Passage:
August normally brings the best of the summer weather and it is one of the hottest and driest months in the UK. The month is also traditionally the most popular holiday month and that means it can be hard to stay on top of your vegetable plot and garden when you are away for a fortnight of the month.

With the warm weather normally experienced across the UK during this time of year, people spend a lot of their time in their gardens. The great thing about gardening is that it can be enjoyed by all, including those who suffer from mobility issues that need stair lifts to get around their home.

As part of a series of guides describing the best fruit and veg to plant in each month of the year, this article looks at August.

Whilst the main sowing part of the year may have passed, there are lots of things that you can sow and harvest in August. Here we take a look at the fruits and vegetables to plant in August.

Vegetables to plant in August in the UK

There are a few things that you can sow in August and this ranges from Spring Cabbage and Chinese Cabbage to lettuce, spinach and spring onions. Surprisingly, these are all fairly hardy plants.

Below are some of the vegetables you could plant in August.

Cauliflower and cabbage

The first summer and autumn cauliflowers will be developing heads by now and both summer and red cabbages will also be developing at this time of year. When the heads on the cabbages are solid and dense, they will be ready to harvest.

Thompson & Morgan, who are the UK's largest mail-order seed and plant company, talk a bit more about planting these vegetables outdoors in August as well as kale.

“Plant out summer/autumn cauliflower ‘All The Year Round’ early in the month for an autumn harvest.

(Entries for pointing and labeling)
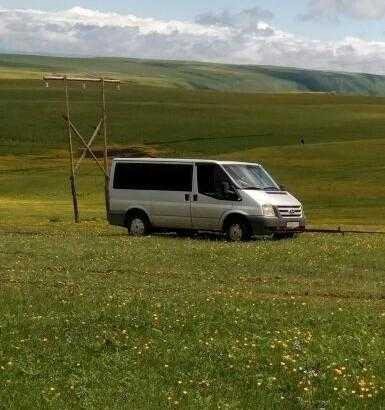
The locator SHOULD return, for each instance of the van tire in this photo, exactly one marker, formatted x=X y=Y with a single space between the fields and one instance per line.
x=138 y=224
x=238 y=229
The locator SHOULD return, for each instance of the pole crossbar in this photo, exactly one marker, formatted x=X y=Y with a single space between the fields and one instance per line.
x=72 y=130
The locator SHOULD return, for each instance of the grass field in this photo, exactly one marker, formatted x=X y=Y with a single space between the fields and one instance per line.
x=91 y=318
x=196 y=75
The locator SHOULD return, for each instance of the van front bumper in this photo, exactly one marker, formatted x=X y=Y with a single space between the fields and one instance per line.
x=266 y=226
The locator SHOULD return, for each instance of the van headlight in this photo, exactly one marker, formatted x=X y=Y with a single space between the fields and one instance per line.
x=268 y=210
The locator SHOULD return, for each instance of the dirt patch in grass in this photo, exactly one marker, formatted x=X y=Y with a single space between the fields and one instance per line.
x=132 y=151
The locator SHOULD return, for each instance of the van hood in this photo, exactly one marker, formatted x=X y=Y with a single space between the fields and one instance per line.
x=275 y=198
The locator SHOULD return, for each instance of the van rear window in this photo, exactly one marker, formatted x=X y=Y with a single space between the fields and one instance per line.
x=153 y=177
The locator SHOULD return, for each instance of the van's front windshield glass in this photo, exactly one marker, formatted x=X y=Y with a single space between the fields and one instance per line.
x=251 y=177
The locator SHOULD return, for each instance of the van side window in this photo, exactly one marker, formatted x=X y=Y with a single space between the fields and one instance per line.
x=153 y=177
x=213 y=182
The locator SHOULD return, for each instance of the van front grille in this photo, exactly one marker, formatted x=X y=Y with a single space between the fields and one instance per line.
x=290 y=211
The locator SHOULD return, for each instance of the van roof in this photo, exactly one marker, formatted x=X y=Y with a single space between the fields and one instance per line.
x=182 y=160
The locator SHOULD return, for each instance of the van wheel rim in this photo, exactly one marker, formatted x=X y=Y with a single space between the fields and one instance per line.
x=235 y=232
x=137 y=227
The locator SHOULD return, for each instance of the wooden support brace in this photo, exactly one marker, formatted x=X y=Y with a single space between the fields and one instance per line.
x=96 y=132
x=88 y=148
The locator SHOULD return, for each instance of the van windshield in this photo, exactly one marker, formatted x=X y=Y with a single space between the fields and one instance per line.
x=251 y=177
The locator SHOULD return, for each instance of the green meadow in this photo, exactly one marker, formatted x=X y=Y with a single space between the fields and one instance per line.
x=92 y=318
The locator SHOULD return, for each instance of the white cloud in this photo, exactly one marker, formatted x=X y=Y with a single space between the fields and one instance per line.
x=238 y=40
x=244 y=19
x=333 y=9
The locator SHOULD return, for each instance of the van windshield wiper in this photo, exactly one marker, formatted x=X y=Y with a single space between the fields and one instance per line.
x=255 y=188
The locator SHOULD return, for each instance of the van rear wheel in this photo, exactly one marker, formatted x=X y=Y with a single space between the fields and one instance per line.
x=238 y=230
x=138 y=225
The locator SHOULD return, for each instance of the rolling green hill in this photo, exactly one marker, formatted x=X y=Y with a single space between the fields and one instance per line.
x=196 y=75
x=91 y=318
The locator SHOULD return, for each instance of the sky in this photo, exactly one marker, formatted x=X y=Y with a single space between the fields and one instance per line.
x=345 y=35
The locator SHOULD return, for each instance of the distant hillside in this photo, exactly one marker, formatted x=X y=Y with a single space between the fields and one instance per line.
x=196 y=75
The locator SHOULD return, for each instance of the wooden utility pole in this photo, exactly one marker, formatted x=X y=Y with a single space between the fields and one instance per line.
x=72 y=130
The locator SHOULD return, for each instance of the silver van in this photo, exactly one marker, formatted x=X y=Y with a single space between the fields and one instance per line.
x=183 y=195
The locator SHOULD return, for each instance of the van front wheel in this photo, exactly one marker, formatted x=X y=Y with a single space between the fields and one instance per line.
x=138 y=225
x=238 y=230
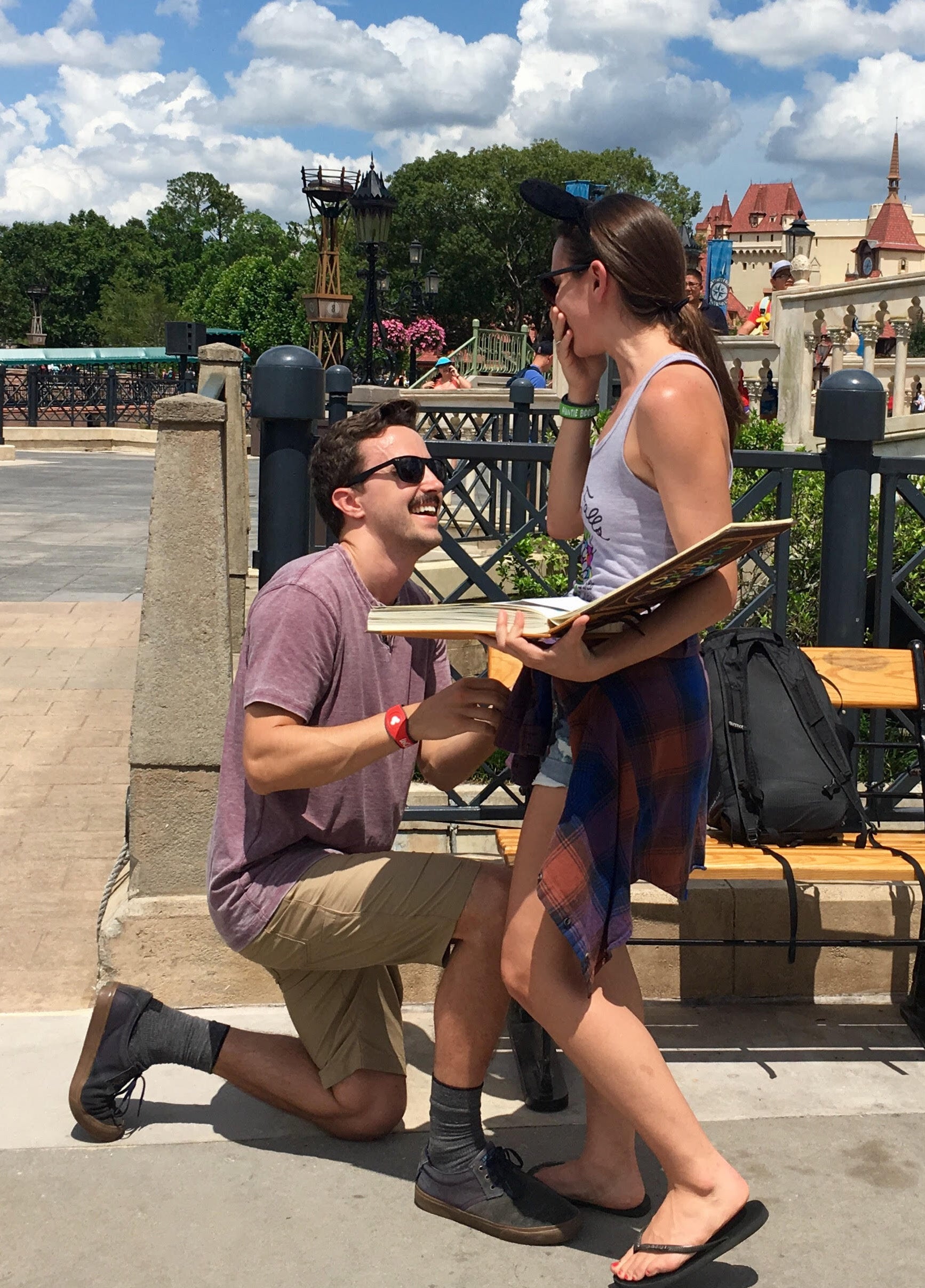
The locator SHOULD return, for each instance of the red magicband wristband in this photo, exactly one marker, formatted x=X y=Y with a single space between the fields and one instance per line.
x=397 y=727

Given task 1:
Summarize the passage on August gardening in two sentences.
Given task 2:
Continue the passage on August planting, picking up right after its last sentence.
The records play no part in what comes next.

Task result 1:
August is one of the hottest, driest and most popular holiday months in the UK, which can make it hard to keep up with a vegetable plot, though gardening can be enjoyed by everyone. While the main sowing season has passed, crops such as spring and Chinese cabbage, lettuce, spinach and spring onions can still be sown, and cauliflowers and cabbages are developing heads, with cabbages ready to harvest once their heads are solid and dense.

Task result 2:
“Finish planting out winter cabbage ‘Winter Jewel’ early in the month, allowing about 45cm between plants as they get quite big!

“Finish planting out kale plants for winter and spring cropping.”

Lettuces, parsley and dwarf beans

The month of August can be a testing time for lettuces in your garden as the hot and dry conditions that are often experienced in the UK during this time of year mean that they’ll certainly bolt. It is therefore vital that you keep them well watered and harvest them regularly.

Thompson & Morgan explain why they think lettuce, parsley and dwarf beans are other vegetables you can consider planting in August.

“Sow winter lettuce such as 'Arctic King' or 'Winter Gem' in modules to plant out later this month.

“Sow parsley, coriander and chervil in seed trays now for growing under glass throughout the winter.

“If you have a greenhouse, you can still sow dwarf beans such as 'Delinel' for an autumn crop.”

Onions

Onion and shallot seeds can be sown in August or September as well as from January to March. If you have spring onions then you can also sow winter-hardy ones from August to October.

If you planted onions earlier in the year then they may be ready for harvesting. You can tell that they are ready when their leaves turn yellow and start to bend over and all you need to do is to lift and dry them thoroughly before you bring them in.

Grow Veg speak about why growing onions is a great idea: “Onions are a must-grow vegetable. Why? Well, where to begin! To start, onions are very easy to grow and, properly prepared, bulbs will store reliably for up to six months. As with potatoes, there’s something deeply satisfying about the weighty harvest you can get from even a small area, and as the starting point to so many recipes there’s every reason to grow your own.”

Carrots

If you want to plant carrots in your garden, then late July and August are seen as great times to sow them as it gives the seeds the best opportunity of producing carrots in the autumn.

Carrots are usually ready about 12-16 weeks after sowing and if you have planted them earlier in the year, then August in the UK is a perfect time to harvest them. You should harvest them as soon as they are large enough to use and you can just lift the roots carefully when harvesting them. If you have soil that is heavy, then you should either use a fork or ask a friend or family member to help you.

The RHS explain why carrots are a great vegetable to grow: “Carrots are quick and easy to grow, taking up little space, and can even be grown in containers. Sow small batches regularly for cropping from early summer through to autumn.”

All the vegetables you can plant in August

  • Brussels sprouts (for a spring harvest)
  • Beetroot
  • Cabbage
  • Carrots (late varieties)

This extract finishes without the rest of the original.